Directions for this task
Repeat all of the records verbatim.

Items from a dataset
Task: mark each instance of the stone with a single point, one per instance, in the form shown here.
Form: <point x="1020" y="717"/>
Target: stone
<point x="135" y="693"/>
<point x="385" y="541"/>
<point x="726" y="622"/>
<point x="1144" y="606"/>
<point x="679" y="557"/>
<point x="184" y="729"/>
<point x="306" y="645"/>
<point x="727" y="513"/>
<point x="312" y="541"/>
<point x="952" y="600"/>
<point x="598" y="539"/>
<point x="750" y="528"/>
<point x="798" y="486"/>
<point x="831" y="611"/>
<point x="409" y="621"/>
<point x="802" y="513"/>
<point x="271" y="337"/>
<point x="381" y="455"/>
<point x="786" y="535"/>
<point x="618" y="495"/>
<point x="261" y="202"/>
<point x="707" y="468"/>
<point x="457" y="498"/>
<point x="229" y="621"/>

Reply to the exercise
Task: mark each instance of the stone with a single point, one per instance, in the form shown here.
Form: <point x="1020" y="717"/>
Target: stone
<point x="135" y="693"/>
<point x="385" y="541"/>
<point x="726" y="622"/>
<point x="1144" y="606"/>
<point x="679" y="557"/>
<point x="184" y="729"/>
<point x="306" y="645"/>
<point x="727" y="513"/>
<point x="312" y="541"/>
<point x="952" y="600"/>
<point x="598" y="539"/>
<point x="750" y="528"/>
<point x="798" y="486"/>
<point x="831" y="611"/>
<point x="409" y="621"/>
<point x="802" y="513"/>
<point x="271" y="337"/>
<point x="381" y="455"/>
<point x="786" y="535"/>
<point x="618" y="495"/>
<point x="261" y="202"/>
<point x="707" y="468"/>
<point x="457" y="498"/>
<point x="229" y="621"/>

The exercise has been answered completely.